--- WORK TO DO ---
Output the data from its first line up to and including the line containing "523), (583, 514)]]" as a numbered list, with blank lines omitted.

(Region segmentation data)

==========

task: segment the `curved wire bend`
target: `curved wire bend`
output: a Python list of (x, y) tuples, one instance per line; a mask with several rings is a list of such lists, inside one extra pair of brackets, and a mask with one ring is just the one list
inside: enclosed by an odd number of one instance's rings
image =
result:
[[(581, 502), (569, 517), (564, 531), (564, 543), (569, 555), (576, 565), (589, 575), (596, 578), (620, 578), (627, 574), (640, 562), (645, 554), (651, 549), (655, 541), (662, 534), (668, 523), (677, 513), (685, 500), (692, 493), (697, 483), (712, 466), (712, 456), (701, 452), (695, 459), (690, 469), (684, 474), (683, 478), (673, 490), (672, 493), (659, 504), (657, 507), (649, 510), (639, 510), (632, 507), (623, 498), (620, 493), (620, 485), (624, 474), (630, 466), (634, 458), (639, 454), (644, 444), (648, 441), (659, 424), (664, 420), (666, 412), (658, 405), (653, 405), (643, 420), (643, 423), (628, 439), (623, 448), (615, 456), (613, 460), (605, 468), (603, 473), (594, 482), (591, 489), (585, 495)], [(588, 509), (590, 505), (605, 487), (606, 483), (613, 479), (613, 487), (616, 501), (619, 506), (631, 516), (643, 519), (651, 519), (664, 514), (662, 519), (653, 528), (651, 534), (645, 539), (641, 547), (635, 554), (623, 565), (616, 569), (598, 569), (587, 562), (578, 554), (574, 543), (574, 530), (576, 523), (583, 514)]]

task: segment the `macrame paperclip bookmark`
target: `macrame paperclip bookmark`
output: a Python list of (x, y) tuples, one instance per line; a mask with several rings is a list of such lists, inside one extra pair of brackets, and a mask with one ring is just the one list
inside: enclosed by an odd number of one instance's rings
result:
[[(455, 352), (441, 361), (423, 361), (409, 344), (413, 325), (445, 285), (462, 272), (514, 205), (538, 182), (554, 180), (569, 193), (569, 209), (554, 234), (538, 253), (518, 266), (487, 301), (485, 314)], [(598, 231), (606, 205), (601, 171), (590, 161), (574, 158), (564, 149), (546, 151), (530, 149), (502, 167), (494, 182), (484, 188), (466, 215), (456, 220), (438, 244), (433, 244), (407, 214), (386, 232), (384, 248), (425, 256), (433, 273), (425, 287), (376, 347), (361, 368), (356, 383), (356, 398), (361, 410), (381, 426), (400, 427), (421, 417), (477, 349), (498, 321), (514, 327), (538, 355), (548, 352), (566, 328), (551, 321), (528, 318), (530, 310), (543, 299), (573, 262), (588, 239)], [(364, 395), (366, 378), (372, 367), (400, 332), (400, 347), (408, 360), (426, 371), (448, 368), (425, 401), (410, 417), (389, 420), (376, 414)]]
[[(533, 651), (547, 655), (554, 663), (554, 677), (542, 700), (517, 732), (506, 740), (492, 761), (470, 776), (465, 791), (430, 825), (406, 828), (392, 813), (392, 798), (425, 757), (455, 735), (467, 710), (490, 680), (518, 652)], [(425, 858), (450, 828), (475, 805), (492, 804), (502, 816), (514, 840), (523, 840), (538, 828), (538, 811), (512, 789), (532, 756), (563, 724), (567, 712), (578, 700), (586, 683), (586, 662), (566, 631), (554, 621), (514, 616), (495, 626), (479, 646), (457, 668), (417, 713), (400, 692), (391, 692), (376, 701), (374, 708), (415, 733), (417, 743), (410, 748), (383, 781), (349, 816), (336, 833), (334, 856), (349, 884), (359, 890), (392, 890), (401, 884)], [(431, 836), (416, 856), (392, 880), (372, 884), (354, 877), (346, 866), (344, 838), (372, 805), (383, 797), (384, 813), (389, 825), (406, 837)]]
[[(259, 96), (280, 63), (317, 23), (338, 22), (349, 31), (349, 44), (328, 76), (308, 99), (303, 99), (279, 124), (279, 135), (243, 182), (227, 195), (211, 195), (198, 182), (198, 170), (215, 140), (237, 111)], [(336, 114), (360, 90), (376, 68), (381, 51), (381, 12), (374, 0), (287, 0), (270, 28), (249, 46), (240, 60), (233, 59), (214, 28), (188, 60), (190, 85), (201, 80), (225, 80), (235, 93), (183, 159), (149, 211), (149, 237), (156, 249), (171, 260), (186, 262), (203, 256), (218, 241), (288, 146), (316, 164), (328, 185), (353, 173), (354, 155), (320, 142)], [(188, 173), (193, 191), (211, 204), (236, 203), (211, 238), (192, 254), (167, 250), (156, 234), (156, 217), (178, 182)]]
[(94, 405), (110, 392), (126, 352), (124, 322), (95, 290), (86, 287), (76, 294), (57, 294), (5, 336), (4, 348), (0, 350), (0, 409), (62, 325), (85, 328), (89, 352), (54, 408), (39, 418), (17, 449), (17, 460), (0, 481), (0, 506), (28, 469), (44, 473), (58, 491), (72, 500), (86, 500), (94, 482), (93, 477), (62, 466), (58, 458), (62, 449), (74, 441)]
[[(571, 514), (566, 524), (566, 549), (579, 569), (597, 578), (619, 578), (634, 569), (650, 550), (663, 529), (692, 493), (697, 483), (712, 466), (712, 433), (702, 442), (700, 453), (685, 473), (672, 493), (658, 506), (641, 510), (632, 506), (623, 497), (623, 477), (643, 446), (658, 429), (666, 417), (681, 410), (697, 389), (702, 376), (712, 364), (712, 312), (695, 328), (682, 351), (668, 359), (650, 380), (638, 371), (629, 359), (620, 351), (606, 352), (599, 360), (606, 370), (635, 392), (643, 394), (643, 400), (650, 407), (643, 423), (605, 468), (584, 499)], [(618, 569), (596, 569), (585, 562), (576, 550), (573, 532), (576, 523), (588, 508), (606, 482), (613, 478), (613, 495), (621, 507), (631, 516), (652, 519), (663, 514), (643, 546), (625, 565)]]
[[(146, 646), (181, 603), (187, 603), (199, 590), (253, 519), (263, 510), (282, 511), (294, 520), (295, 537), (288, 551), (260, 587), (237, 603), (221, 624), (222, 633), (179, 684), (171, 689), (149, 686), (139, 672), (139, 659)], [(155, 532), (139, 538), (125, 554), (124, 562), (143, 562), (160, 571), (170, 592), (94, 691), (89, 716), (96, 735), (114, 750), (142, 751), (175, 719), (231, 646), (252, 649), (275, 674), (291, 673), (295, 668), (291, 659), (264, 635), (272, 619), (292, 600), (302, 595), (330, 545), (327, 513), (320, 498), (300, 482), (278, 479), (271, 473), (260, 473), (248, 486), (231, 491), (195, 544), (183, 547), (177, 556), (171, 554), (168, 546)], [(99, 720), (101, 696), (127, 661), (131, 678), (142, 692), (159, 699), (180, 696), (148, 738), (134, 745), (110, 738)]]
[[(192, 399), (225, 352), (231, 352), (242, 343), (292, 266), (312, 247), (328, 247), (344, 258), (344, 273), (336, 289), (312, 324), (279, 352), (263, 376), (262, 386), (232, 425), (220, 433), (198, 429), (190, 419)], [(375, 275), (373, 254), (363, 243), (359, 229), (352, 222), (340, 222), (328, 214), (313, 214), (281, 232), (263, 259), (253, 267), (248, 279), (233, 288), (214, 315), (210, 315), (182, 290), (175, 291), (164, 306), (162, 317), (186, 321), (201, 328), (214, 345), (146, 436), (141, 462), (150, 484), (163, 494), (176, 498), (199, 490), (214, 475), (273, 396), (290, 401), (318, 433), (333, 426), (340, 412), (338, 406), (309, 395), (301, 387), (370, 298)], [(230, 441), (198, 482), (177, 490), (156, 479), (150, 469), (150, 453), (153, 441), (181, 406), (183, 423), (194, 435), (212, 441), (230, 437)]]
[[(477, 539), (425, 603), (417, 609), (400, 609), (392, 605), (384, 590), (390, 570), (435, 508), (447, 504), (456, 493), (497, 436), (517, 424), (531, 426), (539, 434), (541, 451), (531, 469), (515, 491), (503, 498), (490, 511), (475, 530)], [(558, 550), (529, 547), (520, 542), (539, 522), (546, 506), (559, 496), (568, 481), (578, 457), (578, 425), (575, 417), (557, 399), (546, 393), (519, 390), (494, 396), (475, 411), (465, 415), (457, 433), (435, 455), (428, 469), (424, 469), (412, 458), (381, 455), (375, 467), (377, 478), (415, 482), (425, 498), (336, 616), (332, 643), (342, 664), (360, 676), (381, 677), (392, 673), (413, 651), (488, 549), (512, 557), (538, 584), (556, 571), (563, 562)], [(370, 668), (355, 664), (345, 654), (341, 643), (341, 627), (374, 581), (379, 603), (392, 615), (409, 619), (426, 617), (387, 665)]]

==========

--- RESULT ---
1. task: segment the `curved wire bend`
2. target: `curved wire bend`
3. output: a Python list of (x, y) tuples, one instance per line; a mask with several rings is a list of such lists, inside one extra pair of brackets, and a mask with one ring is just the one list
4. inside: enclosed by an odd number of one instance's rings
5. image =
6. result:
7. [[(581, 502), (569, 517), (564, 531), (564, 543), (569, 555), (576, 565), (589, 575), (596, 578), (620, 578), (627, 574), (640, 562), (645, 554), (651, 549), (655, 541), (662, 534), (668, 523), (677, 513), (685, 500), (692, 493), (697, 483), (712, 466), (712, 456), (701, 452), (695, 459), (690, 469), (684, 474), (683, 478), (673, 490), (672, 493), (659, 504), (657, 507), (649, 510), (639, 510), (632, 507), (623, 498), (620, 493), (620, 485), (624, 474), (630, 466), (634, 458), (639, 454), (644, 444), (648, 441), (659, 424), (664, 420), (666, 412), (658, 405), (653, 405), (643, 420), (643, 423), (628, 439), (623, 448), (615, 456), (613, 460), (605, 468), (603, 473), (594, 482), (591, 489), (585, 495)], [(588, 509), (590, 505), (605, 487), (606, 483), (613, 479), (613, 487), (616, 501), (619, 506), (631, 516), (643, 519), (651, 519), (664, 514), (662, 519), (653, 528), (651, 534), (645, 539), (641, 547), (635, 554), (623, 565), (616, 569), (598, 569), (587, 562), (578, 554), (574, 543), (574, 530), (576, 523), (583, 514)]]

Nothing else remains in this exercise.